## GIVEN INSTRUCTION
Count the lines below that contain the string "pool", treating uppercase and lowercase as different, and reply with that number alone.

## GIVEN RECORDS
--- BEGIN ---

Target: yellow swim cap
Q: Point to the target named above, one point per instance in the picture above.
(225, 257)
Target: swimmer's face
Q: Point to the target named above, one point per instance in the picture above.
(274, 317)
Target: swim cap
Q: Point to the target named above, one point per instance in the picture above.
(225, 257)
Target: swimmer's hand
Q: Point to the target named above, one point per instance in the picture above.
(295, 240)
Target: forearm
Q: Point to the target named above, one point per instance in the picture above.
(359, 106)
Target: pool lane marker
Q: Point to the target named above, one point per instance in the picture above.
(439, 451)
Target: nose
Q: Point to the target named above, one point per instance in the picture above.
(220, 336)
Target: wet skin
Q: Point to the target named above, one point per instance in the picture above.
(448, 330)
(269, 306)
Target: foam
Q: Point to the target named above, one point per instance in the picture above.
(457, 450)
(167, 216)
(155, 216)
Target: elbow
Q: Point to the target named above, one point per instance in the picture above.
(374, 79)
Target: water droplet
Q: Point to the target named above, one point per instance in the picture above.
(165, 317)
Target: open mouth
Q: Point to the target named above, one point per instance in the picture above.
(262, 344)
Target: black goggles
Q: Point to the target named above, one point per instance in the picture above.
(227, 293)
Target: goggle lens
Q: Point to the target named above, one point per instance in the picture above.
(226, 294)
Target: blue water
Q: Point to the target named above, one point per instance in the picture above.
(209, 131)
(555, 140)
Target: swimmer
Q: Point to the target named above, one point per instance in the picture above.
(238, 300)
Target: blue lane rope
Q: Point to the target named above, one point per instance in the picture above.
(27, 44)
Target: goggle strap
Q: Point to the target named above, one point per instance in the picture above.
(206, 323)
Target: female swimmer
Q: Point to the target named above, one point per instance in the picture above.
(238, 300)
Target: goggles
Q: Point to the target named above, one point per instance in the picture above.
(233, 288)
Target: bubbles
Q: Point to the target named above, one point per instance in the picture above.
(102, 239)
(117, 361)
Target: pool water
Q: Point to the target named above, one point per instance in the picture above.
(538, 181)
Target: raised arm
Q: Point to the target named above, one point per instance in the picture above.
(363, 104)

--- END ---
--- BEGIN ---

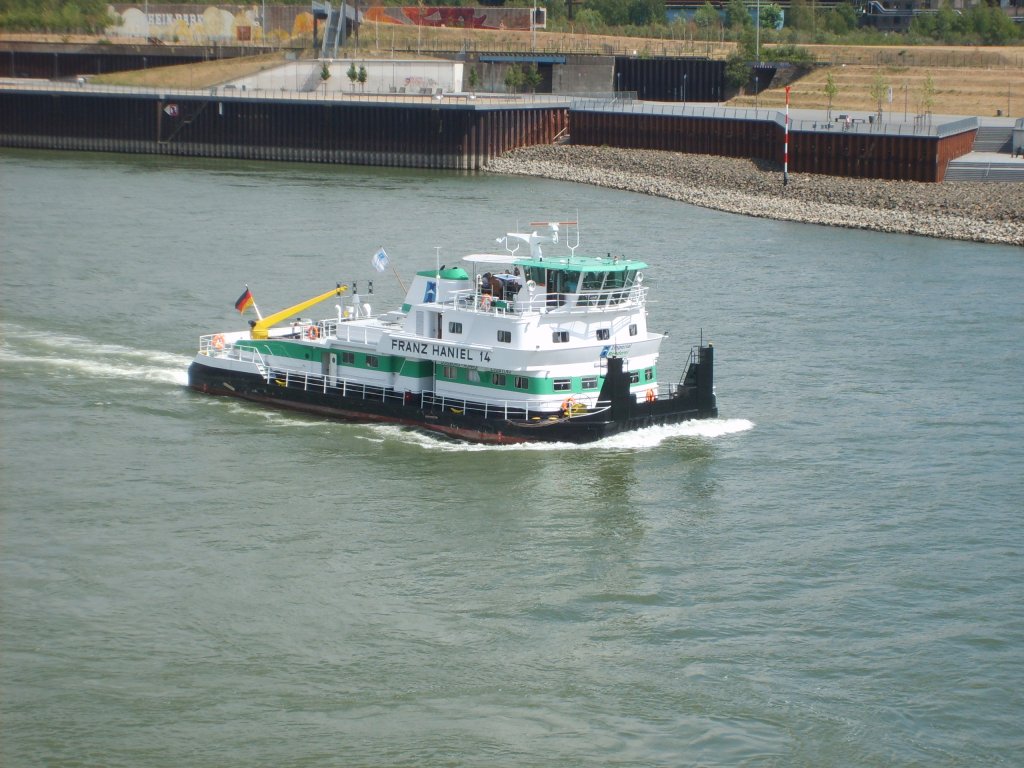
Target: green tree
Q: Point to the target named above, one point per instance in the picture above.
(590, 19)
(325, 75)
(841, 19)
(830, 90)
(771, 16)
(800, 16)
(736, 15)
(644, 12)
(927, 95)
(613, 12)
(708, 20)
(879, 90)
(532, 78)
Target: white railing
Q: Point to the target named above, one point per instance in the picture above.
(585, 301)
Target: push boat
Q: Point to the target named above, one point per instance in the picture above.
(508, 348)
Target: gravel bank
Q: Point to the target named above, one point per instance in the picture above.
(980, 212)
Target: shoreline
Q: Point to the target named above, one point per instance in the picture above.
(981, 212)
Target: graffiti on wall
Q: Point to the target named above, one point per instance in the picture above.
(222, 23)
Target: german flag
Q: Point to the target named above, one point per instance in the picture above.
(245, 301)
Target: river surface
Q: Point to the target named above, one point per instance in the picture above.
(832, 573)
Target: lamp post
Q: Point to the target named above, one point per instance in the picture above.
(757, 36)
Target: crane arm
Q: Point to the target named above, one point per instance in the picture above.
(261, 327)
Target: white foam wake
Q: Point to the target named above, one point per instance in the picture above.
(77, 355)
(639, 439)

--- END ---

## OUTPUT OF THE TASK
2